-- INFORMATION SUPPLIED --
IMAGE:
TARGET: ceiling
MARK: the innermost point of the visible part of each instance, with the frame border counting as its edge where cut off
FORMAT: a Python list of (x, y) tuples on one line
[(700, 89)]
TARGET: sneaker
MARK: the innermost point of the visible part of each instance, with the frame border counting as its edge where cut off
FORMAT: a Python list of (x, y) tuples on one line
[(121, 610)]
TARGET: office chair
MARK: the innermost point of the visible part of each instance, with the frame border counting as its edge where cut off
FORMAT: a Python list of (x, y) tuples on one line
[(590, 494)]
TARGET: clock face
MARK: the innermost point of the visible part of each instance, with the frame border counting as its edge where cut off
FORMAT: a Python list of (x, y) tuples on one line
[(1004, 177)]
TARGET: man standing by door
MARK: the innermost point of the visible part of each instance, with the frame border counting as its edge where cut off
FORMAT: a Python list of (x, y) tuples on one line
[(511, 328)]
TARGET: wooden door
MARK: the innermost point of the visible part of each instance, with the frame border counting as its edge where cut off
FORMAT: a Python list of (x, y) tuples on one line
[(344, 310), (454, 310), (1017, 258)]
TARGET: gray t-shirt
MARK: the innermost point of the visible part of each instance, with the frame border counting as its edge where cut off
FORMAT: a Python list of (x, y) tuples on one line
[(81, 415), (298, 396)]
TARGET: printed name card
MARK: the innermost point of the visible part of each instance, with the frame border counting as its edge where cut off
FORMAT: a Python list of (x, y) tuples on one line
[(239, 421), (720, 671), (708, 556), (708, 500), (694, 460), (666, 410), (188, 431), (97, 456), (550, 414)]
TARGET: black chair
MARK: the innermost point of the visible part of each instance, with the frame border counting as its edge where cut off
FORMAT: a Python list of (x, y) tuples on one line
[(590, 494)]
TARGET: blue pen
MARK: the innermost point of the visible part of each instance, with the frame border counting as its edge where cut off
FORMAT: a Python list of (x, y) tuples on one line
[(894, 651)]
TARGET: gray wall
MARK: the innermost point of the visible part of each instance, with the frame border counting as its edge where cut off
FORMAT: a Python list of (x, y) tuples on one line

-- WHAT THIS TASK INVOLVES --
Reproduce the records from their start through the line containing "[(344, 310), (454, 310), (1017, 258)]", swapping "office chair" for "desk chair" and leaving everything else unchanged.

-- FULL OUTPUT --
IMAGE:
TARGET: ceiling
MARK: the innermost point of the visible part of each instance, with the frame border counting as its edge where cut off
FORMAT: a Python list of (x, y) tuples on one line
[(700, 89)]
TARGET: sneaker
MARK: the innermost point of the visible part of each instance, with the frame border counting as its edge where cut off
FORMAT: a Python list of (x, y) tuples on one line
[(121, 610)]
TARGET: desk chair
MARK: the innermost point of the visible part of each instance, with the frame border counting as its edge where cut off
FORMAT: a Python list of (x, y) tuples on one line
[(590, 494)]
TARGET: clock face
MARK: the innermost point of the visible part of each instance, with the frame border counting as its edge where cut off
FORMAT: a Python list of (x, y) tuples on one line
[(1004, 177)]
TARGET: man standing by door
MARK: the innermost point of the visible part of each instance, with the frame border counting as its edge where cut off
FORMAT: a Python list of (x, y) tuples on one line
[(511, 328)]
TARGET: wooden door
MARK: the innermost point of the visible part of each instance, with the frame border counting as its edge where cut off
FORMAT: a Python list of (x, y) tuples on one line
[(344, 310), (454, 310), (1017, 258)]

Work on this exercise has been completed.